Sudah menjadi pembicaraan hangat di masyarakat dan media massa,
kenaikan harga BBM sudah tidak bisa dielakkan lagi. Satu sisi dengan
pertimbangan subsidi yang membengkak perlu dikendalikan agar tidak
menguras APBN, sedangkan disisi lain kalau terjadi kenaikan pasti akan
berdampak pada kenaikan kebutuhan hidup serta yang akan paling merasakan
dampak tersebut adalah rakyat klas bawah.
Kebijakan eksplorasi
dan eksploitasi energi, sampai saat ini masih menitikberatkan pada
energi fosil yang pada saatnya akan habis. Kebijakan energi harusnya
diarahkan pada konservasi energi untuk meningkatkan efisiensi energi
pada sisi pemanfaatannya, demikian halnya dengan diversifikasi energi
dengan tujuan meningkatkan pangsa energi baru terbarukan dalam bauran
energi nasional. Demikian dikatakan Ketua Program Studi Teknik Energi
Terbarukan Jurusan Teknik Politeknik Negeri Jember (Polije) Muh.
Nuruddin, ST, M.Si dalam seminat energi di Gedung Serbaguna Soetrisno
Widjaja Sabtu kemarin (1/11/2014).
“Pemanfaatan bioenergi
merupakan salah satu solusi mengatasi masalah ketergantungan terhadap
sumber energi fosil”, ungkap Nuruddin. Potensi bioenergi di Indonesia
sangat besar, terutama yang berasal dari sektor pertanian baik dari
sektor tanaman pangan, hortikultura, perkebunan, kehutanan dan
peternakan.
Menurut Ketua Laboratorium Teknik Energi Terbarukan
Yuana Susmiati. S.TP, M.Si, salah satu sumber energi yang sangat
potensial dikembangkan dan dimanfaatkan sebagai energi alternatif adalah
Bioetanol. Sumber bahan baku pembuatan Bioetanol dapat berasal dari
bahan baku yang mengandung glukosa atau gula, pati dan bahan
belignoselulosa. “Sumber bahan baku Bioetanol dari bahan bergula adalah
Tebu, Aren dan Sorgum Manis, yang dari bahan baku berpati berasal dari
Sagu, Ubi Kayu, Ubi Jalar dan Jagung, sedangkan sumber bahan baku
berlignoselulosa yaitu Jerami, Bagas dan Onggok”, cetus Yuana Susmiati
dalam ketika menjadi narasumber seminar energi Sabtu.

Baris dataset
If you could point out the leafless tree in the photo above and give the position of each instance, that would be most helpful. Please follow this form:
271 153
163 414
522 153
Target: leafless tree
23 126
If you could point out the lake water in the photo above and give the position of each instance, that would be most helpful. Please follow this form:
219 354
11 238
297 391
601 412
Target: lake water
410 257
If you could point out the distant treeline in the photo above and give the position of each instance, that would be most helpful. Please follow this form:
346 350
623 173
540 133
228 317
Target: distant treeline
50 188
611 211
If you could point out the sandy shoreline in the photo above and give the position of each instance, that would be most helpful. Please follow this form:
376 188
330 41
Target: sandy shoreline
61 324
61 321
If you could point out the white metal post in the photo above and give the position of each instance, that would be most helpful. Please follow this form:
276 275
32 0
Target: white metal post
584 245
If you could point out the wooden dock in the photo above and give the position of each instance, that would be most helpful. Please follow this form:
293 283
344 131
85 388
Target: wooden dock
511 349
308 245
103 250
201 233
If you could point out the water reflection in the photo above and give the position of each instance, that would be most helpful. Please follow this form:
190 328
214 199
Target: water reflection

**Daftar Tugas**
1/ Dalam teks tentang bioenergi, apa saja sumber bahan baku bioetanol dari bahan bergula?
2/ Lanjutkan teks tentang bioenergi setelah kalimat terakhirnya.

**Jawaban Tertulis**
1/ Tebu, aren, dan sorgum manis.

2/
Bioetanol
merupakan sumber energi yang ramah lingkungan karena memiliki angka
oktan yang lebih tinggi dibanding premium. “Angka oktan Bioetanol
sebesar 115, sedangkan premiun 88 dan pertamax sebesar 98”, ungkap Yuana
Susmiati dengan mantap. Bioetanol dapat dipergunakan sebagai aditif
untuk menggantikan TEL atau MTBE yaitu yang berfungsi sebagai aditif
peningkat nilai oktan yang mengandung timbal dan karsinogenik.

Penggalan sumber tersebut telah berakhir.